**** Records supplied

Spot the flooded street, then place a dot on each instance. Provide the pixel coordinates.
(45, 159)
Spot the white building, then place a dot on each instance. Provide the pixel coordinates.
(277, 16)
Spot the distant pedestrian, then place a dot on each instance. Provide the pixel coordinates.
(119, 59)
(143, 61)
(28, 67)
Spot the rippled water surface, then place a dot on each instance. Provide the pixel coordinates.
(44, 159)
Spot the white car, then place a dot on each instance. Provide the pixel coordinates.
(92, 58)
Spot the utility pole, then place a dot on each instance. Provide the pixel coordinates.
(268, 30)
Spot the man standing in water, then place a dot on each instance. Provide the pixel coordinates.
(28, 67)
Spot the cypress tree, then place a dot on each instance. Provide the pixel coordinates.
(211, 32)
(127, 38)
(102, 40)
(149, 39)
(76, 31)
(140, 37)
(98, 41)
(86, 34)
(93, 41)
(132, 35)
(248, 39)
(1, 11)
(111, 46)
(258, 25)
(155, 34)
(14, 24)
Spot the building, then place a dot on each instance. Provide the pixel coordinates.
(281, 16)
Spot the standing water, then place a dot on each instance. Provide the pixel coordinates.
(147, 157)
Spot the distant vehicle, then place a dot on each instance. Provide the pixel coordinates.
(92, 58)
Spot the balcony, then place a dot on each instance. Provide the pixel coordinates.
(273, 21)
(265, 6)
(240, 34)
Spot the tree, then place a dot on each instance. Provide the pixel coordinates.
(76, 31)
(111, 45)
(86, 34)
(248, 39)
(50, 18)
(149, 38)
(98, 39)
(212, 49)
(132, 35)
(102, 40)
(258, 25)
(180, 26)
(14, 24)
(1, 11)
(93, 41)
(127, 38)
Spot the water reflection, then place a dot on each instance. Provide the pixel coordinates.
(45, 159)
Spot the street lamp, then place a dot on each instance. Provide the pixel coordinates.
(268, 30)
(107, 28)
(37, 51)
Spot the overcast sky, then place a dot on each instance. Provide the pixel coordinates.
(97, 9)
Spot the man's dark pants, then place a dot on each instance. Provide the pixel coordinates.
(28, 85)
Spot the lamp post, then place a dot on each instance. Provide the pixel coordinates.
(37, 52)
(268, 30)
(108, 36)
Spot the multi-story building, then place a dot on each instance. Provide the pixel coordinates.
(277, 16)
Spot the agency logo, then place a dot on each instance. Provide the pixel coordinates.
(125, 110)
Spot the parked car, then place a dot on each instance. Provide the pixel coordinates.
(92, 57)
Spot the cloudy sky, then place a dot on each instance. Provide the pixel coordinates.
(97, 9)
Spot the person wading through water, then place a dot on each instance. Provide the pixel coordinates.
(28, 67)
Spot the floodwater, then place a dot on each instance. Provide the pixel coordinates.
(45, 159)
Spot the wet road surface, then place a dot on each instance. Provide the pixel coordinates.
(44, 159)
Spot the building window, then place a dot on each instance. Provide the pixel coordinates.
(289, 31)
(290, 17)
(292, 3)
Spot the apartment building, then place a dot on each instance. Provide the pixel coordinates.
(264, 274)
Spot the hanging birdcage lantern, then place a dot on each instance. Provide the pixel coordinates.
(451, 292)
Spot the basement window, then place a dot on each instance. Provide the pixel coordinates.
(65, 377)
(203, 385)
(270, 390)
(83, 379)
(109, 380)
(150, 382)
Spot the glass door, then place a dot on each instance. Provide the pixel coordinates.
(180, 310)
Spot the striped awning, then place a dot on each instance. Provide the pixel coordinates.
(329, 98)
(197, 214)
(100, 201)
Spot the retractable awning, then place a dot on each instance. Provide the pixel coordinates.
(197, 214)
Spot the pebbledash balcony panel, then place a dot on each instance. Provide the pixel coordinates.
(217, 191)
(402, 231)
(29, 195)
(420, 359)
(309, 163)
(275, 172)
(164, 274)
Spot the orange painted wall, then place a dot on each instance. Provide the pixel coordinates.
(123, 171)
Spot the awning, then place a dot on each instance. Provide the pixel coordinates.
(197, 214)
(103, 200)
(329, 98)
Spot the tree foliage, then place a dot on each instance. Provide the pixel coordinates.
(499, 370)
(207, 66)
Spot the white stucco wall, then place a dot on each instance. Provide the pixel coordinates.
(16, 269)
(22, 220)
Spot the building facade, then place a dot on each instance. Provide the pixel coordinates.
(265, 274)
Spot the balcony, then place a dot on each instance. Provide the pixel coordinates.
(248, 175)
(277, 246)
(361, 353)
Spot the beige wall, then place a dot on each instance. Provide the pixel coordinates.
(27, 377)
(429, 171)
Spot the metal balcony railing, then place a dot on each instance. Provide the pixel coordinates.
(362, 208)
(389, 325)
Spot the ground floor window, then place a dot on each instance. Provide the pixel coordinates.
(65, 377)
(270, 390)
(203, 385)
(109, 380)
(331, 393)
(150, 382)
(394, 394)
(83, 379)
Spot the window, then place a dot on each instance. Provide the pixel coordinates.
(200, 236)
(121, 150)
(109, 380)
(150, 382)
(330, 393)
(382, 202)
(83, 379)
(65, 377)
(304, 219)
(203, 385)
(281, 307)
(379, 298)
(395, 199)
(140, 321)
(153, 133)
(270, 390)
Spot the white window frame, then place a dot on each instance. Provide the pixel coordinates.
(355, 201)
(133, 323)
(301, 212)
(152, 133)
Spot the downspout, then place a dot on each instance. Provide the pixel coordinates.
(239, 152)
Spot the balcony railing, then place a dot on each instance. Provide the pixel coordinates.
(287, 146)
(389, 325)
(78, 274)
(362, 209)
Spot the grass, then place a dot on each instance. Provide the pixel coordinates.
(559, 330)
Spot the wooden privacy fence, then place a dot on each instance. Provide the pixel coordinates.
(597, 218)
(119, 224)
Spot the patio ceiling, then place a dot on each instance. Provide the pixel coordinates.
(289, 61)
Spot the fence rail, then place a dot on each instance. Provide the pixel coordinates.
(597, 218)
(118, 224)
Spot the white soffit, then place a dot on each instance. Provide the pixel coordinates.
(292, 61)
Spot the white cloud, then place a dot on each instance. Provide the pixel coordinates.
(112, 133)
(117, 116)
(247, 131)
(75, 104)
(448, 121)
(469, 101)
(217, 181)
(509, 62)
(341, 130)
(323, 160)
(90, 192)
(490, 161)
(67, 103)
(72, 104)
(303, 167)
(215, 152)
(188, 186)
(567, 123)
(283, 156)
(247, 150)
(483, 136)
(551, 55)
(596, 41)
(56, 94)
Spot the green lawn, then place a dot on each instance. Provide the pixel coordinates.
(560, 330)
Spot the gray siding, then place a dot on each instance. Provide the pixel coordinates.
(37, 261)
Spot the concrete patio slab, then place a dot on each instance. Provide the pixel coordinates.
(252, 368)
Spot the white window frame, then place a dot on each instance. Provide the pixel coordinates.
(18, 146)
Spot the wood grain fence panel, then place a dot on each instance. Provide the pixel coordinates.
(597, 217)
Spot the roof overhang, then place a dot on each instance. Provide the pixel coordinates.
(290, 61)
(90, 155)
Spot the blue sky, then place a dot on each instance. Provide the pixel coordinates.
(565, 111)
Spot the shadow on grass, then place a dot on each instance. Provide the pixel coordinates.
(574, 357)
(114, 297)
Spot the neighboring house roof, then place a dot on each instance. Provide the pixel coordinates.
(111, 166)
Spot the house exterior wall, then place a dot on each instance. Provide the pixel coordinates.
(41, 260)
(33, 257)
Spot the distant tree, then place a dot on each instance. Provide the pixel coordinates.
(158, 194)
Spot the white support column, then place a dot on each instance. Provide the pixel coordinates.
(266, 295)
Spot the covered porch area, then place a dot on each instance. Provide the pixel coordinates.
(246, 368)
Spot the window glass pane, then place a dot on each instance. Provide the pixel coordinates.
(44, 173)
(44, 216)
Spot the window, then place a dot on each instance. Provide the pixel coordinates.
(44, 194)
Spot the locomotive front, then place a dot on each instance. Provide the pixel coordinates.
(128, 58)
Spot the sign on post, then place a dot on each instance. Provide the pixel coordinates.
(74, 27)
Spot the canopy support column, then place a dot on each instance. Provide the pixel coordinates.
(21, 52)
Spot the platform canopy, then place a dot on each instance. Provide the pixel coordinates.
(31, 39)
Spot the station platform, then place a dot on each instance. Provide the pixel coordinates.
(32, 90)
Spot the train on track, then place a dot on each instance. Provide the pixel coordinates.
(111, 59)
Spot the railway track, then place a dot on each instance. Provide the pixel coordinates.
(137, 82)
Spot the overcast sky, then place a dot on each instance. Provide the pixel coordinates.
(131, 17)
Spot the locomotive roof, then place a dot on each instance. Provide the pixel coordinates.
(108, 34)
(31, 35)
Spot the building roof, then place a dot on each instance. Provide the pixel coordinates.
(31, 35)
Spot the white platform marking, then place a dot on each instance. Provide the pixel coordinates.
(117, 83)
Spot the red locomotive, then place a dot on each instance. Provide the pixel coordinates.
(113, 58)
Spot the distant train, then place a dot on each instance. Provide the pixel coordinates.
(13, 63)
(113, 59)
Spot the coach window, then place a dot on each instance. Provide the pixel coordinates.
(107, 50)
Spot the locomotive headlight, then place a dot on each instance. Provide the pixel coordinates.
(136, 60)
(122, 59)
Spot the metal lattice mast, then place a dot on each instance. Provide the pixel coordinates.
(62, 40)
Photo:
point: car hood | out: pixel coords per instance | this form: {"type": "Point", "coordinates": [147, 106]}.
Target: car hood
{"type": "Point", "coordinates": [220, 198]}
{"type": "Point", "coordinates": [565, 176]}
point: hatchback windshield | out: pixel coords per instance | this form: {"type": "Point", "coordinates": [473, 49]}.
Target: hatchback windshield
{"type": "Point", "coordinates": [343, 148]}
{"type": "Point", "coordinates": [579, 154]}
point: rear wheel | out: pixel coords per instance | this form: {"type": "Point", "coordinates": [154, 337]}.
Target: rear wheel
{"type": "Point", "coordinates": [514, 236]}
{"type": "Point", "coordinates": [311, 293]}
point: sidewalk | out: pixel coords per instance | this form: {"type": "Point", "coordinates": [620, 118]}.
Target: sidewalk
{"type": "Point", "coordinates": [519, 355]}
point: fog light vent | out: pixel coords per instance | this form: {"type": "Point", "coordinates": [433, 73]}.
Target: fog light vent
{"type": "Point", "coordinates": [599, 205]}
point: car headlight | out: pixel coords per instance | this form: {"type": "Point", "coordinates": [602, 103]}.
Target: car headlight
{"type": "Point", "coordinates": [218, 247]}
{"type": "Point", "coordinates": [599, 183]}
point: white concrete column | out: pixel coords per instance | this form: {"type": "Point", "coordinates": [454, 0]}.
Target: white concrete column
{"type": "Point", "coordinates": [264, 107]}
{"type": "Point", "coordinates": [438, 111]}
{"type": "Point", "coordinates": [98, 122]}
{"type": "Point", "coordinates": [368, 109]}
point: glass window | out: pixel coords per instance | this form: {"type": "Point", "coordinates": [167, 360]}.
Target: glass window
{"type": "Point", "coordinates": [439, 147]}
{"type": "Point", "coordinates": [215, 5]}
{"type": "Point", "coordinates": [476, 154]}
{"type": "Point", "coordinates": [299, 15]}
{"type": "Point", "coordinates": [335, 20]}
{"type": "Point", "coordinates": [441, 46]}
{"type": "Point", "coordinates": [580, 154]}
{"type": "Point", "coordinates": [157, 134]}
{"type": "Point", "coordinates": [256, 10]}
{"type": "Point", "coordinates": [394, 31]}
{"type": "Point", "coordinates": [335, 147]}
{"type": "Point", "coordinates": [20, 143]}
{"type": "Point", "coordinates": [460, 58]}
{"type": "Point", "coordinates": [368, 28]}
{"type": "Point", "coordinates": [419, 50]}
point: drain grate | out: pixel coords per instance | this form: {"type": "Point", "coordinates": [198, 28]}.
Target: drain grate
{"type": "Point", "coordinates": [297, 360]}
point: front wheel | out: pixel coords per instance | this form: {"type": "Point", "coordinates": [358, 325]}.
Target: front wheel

********

> [Objective] Quote, without alteration, the final stretch of the entries: the line with "point: car headlight" onward to the last line.

> [Solution to the exercise]
point: car headlight | out: pixel coords per instance | this form: {"type": "Point", "coordinates": [602, 103]}.
Target: car headlight
{"type": "Point", "coordinates": [218, 247]}
{"type": "Point", "coordinates": [599, 183]}
point: white concrete column | out: pixel coords per instance | this form: {"type": "Point", "coordinates": [454, 0]}.
Target: white concrete column
{"type": "Point", "coordinates": [264, 107]}
{"type": "Point", "coordinates": [438, 111]}
{"type": "Point", "coordinates": [98, 122]}
{"type": "Point", "coordinates": [368, 109]}
point: glass window | out: pixel coords per instance | this form: {"type": "Point", "coordinates": [167, 360]}.
Target: glass window
{"type": "Point", "coordinates": [439, 147]}
{"type": "Point", "coordinates": [215, 5]}
{"type": "Point", "coordinates": [476, 154]}
{"type": "Point", "coordinates": [299, 15]}
{"type": "Point", "coordinates": [335, 20]}
{"type": "Point", "coordinates": [441, 46]}
{"type": "Point", "coordinates": [580, 154]}
{"type": "Point", "coordinates": [157, 134]}
{"type": "Point", "coordinates": [256, 10]}
{"type": "Point", "coordinates": [394, 31]}
{"type": "Point", "coordinates": [335, 147]}
{"type": "Point", "coordinates": [20, 143]}
{"type": "Point", "coordinates": [460, 58]}
{"type": "Point", "coordinates": [368, 28]}
{"type": "Point", "coordinates": [419, 50]}
point: drain grate | out: pixel coords per instance | this form: {"type": "Point", "coordinates": [198, 28]}.
Target: drain grate
{"type": "Point", "coordinates": [297, 360]}
point: front wheel | out: pixel coords per instance | this form: {"type": "Point", "coordinates": [358, 325]}.
Target: front wheel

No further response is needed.